[Begin PASSAGE]
I remember riding in the front seat of a car in China and noting the nameplates of the cars in front of me, wondering, "Will names like Dongfeng ever roll off the tongues of American consumers?"
Last month, I wrote about the Chinese auto industry on the heels of the Detroit Auto Show and the premiere of a few promising makes and models from the Middle Kingdom.
As I predicted, the Detroit debut foreshadowed a momentum shift in the Chinese auto industry.
You see, the official Xinhua news agency just reported that in 2005, China’s auto exports surpassed imports for the first time. Evidently someone is getting the hang of making Chinese brands sound sexy.
Outbound car shipments outstripped inbound ones by 11,000, their value jumped by a whopping 158% year on year, and units sold increased by 120%.
But China isn’t just increasing production of the same old vans and sedans foreign markets have already seen (though by some accounts the styles China focuses on are pretty passé).
China is setting itself up for a boom in the most crucial automotive breakthrough of the new century – hybrid technology.
Currently, there are 10 hybrid car models being marketed in the United States. These range in price from $19,000 to about $53,000, with the majority below 30 grand.
By 2010, it is estimated that there will be 50 hybrid models to choose from in domestic showrooms, and somewhere north of 600,000 hybrids will have been sold in the U.S. Toyota plans a hybrid version of each car it makes, meaning that hybrids will be literally as wide-ranging in style as traditional cars.
[End PASSAGE]
▶ _SHORT TASK 1_:
Repeat the passage about China's car industry word for word, from "I remember riding" to "increased by 120%.".
▶ _SHORT TASK 2_:
Carry on the passage about China's car industry from where it stops.
[Begin INFORMATION SUPPLIED]
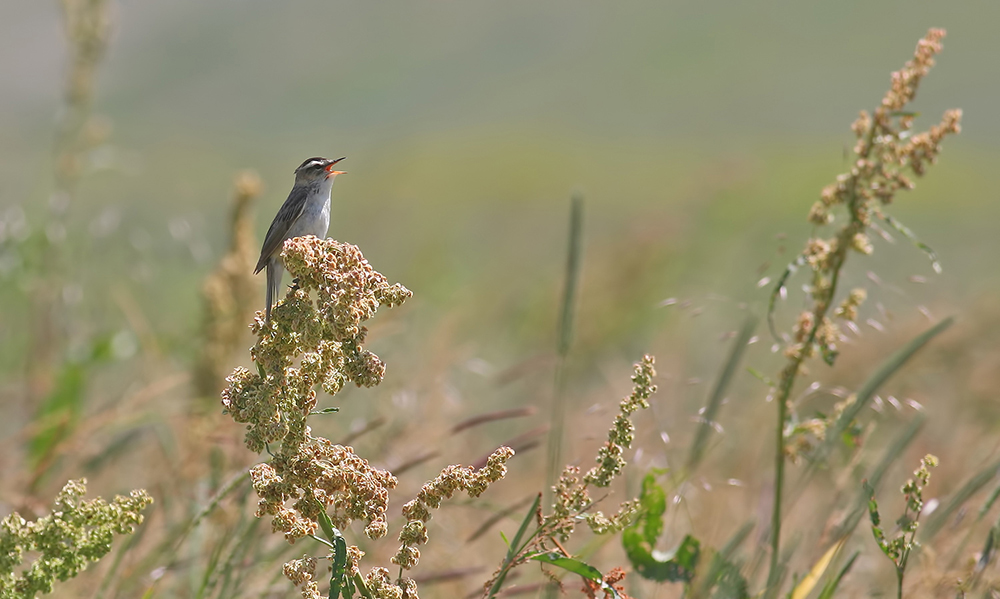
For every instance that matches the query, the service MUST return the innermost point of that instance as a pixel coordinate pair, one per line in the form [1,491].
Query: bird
[306,211]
[End INFORMATION SUPPLIED]
▶ _WRITTEN ANSWER 1_:
I remember riding in the front seat of a car in China and noting the nameplates of the cars in front of me, wondering, "Will names like Dongfeng ever roll off the tongues of American consumers?"
Last month, I wrote about the Chinese auto industry on the heels of the Detroit Auto Show and the premiere of a few promising makes and models from the Middle Kingdom.
As I predicted, the Detroit debut foreshadowed a momentum shift in the Chinese auto industry.
You see, the official Xinhua news agency just reported that in 2005, China’s auto exports surpassed imports for the first time. Evidently someone is getting the hang of making Chinese brands sound sexy.
Outbound car shipments outstripped inbound ones by 11,000, their value jumped by a whopping 158% year on year, and units sold increased by 120%.

▶ _WRITTEN ANSWER 2_:
High resale value, low maintenance difficulty (when properly learned), and ever-increasing government tax incentives are piling up demand for hybrids like Toyota’s Prius as Hollywood stars and conscious consumers of all stripes choose to mitigate their individual reliance on volatile petroleum prices.
But China needn’t rely on Yankees to motivate their markets. Chinese government initiatives dating back to 1986’s "863 Program" have listed hybrid auto production as a key goal of Chinese auto development.
Just as George W. Bush’s admonition to the nation to explore alternative energy practices sparked a surge in stock prices and overall interest in renewable energy, China’s Renewable Energy Law and current Five-Year Plan place heavy emphasis on creating clean air and environs for the Beijing Olympics and Shanghai World Expo.
Dongfeng, Chang’an, Chery, and China FAW are all Chinese auto manufacturers who are thrilled to see a lengthy research process result in the prospect of Chinese hybrid cars by the end of 2006.
But the market is not limited to consumers – the city of Wuhan has 20 hybrid buses in service, with more vehicles and cities surely to join them.
The development of mass transit based on cleaner, renewable technology will reduce consumption and exhaust by 30% or more, experts say. Even a modest drop in smog will be noticeable come 2008 when hoards of foreign tourists and athletes clog Beijing’s arteries.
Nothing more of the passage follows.